▶ CONSIGNES:
a) Pourriez-vous recopier à l'identique le passage de l'entretien qui commence aux mots « Des outils aussi » et s'arrête après « foires à Sion ? » ?
b) Quels sont, en deux phrases, les points essentiels de l'entretien ?

▶ EXTRAIT FOURNI:
____
Et quand ils étaient malades, comment ils faisaient ?

Comment ils faisaient... ils se débrouillaient tout seuls à la maison...

 

Est-ce qu'ils utilisaient des herbes pour se soigner, des tisanes ?

Oh oui, je crois, ça ils utilisaient beaucoup. Et puis on pouvait boire du café, il y avait déjà du café.


On pouvait l'acheter à Sion ?

Sûrement. Et puis ils faisaient du boire avec de la farine ; ils tapaient et buvaient le jus ; c’était bon… ; papa nous disait toujours : « Be pas de café... e pas bon » (« ne bois pas de café, c’est pas bon » ; bois plutôt du petit lait (étcha) ! ou de ce liquide à base de farine (je ne me rappelle plus son nom en patois)


La farine était grillée ?

Pas même... mais certains ne voulaient pas boire l'étcha, maintenant on l’aime bien ; toutes des choses qu'on aime bien maintenant qu'alors on n’en voulait plus. Et tu vois, on vivait avec peu de chose, pour tout, pour tout, Oh mon Dieu, pour les habits, pour tout...

La première épicerie


Tu te rappelles quand il y a eu la première épicerie à Veysonnaz ?

Ah, ça c'est Francillon je crois qui eu la première épicerie, le père de Marcel Fournier. Je pense. Peut-être qu'ils en ont eu une avant déjà.


C'était dans les années 20-30 ?

Oui, je pense, de mon temps, tu vois, de mon temps.


Et qu'est-ce qu'ils vendaient, tu te souviens ?

Un peu de tout. C'était là où habitait Nanette, où il y a le bistrot maintenant, chez Guy Fragnière, c'était là l'épicerie. Là il y avait rien qu'un magasin, c'était pas tant... On y trouvait du sucre, du sel, du café, je ne sais pas s'il y avait déjà du pain.


Des outils aussi ?

Peut-être bien ; pas beaucoup.

Les contacts avec l’extérieur, à part Sion


Finalement ils avaient peu de contacts avec l'extérieur, à part les foires à Sion ?

Oui, ils avaient peu de contacts. Il y avait jamais des gens qui venaient en vacances, jamais.


Tu parlais du service militaire. Ton papa, Jean, il est allé où pendant la Guerre de 14-18 ?

Oh, je me rappelle pas.... ils étaient tous ensemble là... pas en Valais... dans d'autres cantons


Tous les hommes allaient au service militaire et c'était une occasion de connaître d'autres personnes ?

Oui, je sais pas

Les Mayens de Sion, les « Monsieurs » et les myrtilles


Mais autrement à part la foire à Sion, est-ce qu'ils allaient déjà aux Mayens-de-Sion ?
____
▶ DONNÉES SOURCES:

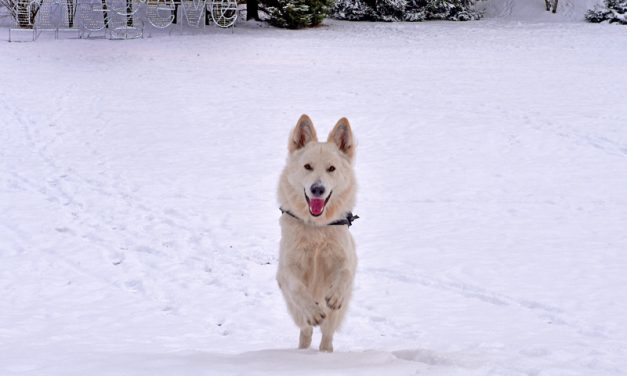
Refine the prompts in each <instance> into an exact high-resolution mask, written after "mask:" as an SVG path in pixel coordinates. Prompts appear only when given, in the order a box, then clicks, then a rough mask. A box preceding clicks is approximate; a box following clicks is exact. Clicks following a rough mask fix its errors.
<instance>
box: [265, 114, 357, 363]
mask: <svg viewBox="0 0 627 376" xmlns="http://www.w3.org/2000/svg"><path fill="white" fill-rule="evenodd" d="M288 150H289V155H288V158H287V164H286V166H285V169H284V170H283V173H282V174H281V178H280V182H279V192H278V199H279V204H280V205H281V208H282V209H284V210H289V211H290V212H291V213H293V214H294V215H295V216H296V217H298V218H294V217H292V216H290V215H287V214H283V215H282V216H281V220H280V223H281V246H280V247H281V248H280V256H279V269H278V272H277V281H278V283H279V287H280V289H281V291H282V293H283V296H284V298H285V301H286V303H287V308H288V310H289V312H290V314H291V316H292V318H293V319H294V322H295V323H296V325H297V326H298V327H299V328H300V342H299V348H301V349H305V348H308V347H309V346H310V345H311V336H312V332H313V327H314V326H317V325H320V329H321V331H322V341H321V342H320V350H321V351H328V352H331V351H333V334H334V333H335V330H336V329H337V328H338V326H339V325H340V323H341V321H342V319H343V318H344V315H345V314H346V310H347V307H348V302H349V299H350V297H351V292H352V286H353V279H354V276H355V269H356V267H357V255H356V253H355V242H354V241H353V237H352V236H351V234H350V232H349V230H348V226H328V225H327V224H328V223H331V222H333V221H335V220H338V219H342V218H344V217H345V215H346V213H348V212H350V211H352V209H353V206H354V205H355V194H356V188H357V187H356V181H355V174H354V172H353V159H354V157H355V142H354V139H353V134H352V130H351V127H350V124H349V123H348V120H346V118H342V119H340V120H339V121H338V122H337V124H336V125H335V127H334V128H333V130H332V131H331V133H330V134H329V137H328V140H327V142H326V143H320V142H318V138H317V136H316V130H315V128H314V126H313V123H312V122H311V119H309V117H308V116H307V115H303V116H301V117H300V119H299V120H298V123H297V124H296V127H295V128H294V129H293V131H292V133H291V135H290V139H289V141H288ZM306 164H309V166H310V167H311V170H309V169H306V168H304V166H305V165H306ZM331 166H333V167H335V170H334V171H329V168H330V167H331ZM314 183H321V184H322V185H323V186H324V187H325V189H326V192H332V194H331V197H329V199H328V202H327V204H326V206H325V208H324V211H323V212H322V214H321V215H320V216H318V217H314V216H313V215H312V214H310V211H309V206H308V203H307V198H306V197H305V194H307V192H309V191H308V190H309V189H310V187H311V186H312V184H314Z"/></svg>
____
▶ RÉSULTATS:
a)
Des outils aussi ?

Peut-être bien ; pas beaucoup.

Les contacts avec l’extérieur, à part Sion


Finalement ils avaient peu de contacts avec l'extérieur, à part les foires à Sion ?

b) Quand ils étaient malades, les gens se soignaient seuls à la maison, sans doute beaucoup avec des tisanes, et ils buvaient du café, du petit lait ou une boisson à base de farine, dans une vie où l'on avait peu de chose. La première épicerie de Veysonnaz, probablement celle de Francillon, vendait un peu de tout, comme du sucre, du sel et du café, et les contacts avec l'extérieur restaient rares, personne ne venant jamais en vacances.